Your instructions: Filter the items below, copying each line that contains the string "monitor". Treat uppercase and lowercase as different.

Object location annotation data:
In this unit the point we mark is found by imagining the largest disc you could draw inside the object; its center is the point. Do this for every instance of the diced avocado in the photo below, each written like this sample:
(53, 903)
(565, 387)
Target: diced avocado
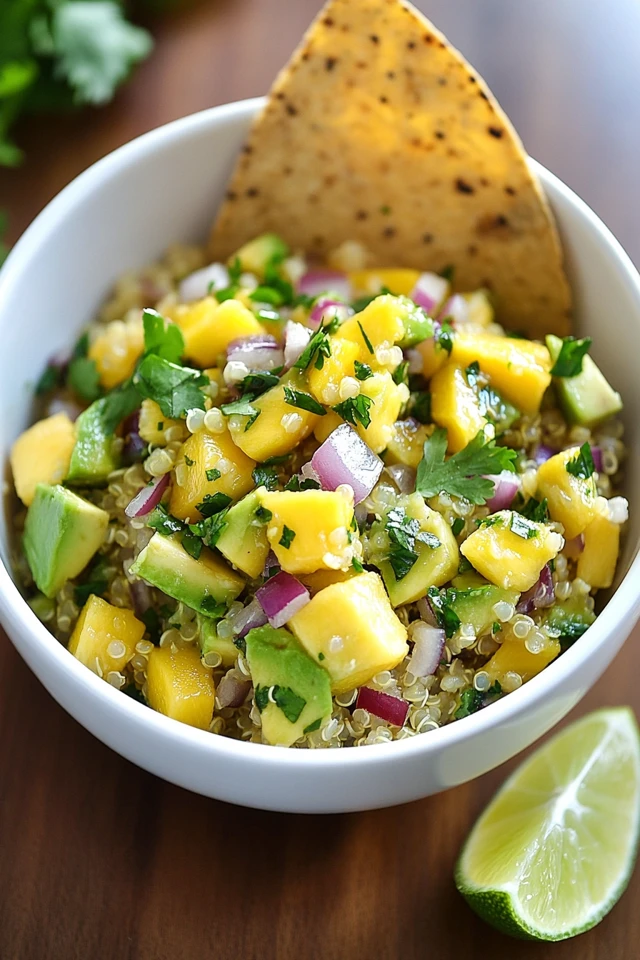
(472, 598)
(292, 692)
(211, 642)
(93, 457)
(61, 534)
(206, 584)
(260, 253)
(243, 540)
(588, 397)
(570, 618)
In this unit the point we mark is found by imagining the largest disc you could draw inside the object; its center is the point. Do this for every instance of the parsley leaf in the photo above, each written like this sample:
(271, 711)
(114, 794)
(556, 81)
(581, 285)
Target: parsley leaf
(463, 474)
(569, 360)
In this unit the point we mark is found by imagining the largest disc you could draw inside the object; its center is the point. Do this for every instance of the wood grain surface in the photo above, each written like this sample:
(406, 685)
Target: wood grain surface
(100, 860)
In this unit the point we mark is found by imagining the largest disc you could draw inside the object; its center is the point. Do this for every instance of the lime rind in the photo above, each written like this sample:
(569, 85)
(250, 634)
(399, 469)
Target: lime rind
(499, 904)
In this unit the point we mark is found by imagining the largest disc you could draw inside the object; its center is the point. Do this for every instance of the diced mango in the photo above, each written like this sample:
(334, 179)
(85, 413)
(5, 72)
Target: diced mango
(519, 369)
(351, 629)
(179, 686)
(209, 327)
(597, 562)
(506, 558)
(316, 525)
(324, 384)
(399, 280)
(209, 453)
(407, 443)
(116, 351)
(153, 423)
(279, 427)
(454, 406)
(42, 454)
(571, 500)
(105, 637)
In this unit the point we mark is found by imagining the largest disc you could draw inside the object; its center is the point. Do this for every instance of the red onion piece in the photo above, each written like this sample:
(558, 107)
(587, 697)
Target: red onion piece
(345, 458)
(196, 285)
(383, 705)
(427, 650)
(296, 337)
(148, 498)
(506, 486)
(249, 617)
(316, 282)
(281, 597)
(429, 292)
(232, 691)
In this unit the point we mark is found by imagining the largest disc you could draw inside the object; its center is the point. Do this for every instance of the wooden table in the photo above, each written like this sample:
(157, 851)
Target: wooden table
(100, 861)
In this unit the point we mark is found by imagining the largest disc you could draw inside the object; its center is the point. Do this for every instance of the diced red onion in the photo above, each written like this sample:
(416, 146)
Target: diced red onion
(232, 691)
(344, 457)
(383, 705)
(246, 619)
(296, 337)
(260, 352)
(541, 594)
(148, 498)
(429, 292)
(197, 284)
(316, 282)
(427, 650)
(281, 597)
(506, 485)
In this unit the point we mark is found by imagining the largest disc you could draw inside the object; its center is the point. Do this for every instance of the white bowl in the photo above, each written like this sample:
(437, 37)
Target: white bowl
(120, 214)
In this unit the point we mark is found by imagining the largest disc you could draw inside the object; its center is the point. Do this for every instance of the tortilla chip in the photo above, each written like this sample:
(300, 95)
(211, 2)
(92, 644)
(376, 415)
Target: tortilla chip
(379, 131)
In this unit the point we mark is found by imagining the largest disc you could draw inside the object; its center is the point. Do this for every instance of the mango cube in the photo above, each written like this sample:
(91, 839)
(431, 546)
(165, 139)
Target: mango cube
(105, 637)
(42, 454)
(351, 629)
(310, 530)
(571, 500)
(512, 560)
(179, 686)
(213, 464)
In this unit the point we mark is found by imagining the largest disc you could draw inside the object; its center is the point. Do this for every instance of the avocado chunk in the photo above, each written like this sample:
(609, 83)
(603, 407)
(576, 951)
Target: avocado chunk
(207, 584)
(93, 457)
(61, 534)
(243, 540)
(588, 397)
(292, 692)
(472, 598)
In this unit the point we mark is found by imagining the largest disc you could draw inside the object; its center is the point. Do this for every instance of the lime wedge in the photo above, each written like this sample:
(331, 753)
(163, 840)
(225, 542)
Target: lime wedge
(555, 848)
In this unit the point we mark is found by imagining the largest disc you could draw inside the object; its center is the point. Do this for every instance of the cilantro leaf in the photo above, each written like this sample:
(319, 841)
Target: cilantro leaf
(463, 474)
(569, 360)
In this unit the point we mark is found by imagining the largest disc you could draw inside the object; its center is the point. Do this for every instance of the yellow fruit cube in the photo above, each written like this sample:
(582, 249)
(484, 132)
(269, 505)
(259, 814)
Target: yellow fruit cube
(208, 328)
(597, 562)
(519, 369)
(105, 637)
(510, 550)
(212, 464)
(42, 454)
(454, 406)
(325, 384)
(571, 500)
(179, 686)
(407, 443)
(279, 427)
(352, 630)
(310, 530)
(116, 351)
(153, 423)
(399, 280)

...

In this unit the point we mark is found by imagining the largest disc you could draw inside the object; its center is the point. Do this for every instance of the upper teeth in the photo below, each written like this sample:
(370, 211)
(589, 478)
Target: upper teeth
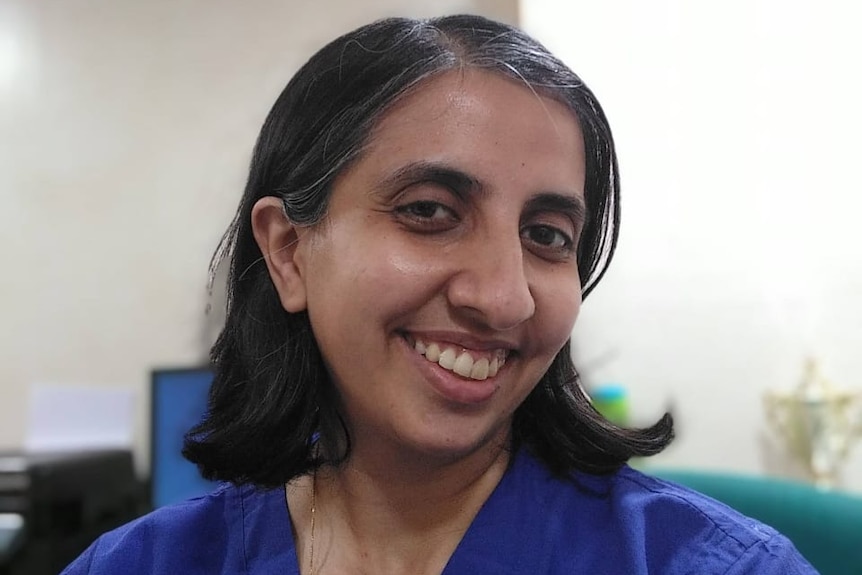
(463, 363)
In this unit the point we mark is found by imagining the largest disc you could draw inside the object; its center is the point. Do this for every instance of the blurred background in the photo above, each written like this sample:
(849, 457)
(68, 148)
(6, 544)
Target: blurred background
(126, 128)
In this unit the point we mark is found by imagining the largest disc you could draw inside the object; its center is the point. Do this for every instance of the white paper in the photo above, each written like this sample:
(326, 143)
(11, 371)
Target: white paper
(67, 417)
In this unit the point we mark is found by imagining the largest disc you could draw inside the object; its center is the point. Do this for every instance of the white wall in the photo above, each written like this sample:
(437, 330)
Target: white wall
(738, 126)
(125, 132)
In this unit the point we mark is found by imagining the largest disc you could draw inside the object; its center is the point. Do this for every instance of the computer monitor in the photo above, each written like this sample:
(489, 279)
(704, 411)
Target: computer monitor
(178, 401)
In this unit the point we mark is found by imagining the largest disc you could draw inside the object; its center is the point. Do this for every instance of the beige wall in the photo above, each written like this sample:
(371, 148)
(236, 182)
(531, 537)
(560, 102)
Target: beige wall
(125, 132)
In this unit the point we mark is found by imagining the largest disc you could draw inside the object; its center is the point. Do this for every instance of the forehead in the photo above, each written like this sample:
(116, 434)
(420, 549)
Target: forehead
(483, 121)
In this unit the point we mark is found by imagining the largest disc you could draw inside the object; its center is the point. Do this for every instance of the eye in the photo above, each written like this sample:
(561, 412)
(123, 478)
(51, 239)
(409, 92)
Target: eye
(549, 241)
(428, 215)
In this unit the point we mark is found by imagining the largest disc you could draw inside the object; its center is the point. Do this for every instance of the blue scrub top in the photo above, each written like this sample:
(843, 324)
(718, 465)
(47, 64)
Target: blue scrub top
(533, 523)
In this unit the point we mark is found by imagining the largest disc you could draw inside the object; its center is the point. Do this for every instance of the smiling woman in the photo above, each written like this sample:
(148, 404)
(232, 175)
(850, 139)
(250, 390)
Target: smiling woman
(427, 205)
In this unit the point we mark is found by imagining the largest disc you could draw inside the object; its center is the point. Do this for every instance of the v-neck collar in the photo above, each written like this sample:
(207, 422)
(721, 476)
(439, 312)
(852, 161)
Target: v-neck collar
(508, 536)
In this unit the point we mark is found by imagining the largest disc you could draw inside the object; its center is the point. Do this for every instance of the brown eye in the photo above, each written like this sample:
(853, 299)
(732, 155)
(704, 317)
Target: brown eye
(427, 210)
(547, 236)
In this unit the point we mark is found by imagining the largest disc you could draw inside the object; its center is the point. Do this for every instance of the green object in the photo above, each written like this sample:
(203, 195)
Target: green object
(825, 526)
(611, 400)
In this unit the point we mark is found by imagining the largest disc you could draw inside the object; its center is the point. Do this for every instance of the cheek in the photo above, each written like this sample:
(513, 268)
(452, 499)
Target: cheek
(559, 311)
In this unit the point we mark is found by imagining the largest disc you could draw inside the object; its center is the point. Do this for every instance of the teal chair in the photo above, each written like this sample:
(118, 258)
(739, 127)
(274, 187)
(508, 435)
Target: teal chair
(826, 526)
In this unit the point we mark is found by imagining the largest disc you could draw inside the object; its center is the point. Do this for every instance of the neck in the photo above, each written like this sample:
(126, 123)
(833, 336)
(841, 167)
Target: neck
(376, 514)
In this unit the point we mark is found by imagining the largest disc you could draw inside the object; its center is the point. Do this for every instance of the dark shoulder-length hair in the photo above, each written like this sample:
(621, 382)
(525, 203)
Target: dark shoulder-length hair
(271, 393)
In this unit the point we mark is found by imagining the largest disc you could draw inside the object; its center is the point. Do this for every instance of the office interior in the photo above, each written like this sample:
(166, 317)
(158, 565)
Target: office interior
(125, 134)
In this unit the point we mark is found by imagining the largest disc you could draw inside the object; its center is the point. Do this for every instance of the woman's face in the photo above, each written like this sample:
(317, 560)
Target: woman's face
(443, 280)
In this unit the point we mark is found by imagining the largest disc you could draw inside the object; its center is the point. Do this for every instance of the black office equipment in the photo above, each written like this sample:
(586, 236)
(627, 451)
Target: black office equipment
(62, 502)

Solution for this problem:
In this unit the point we mark is found by imagining the largest disc you could draw inside the object; its center is the point. Do this for every instance of the computer monitor in the photo above, each written like this sample:
Target: computer monitor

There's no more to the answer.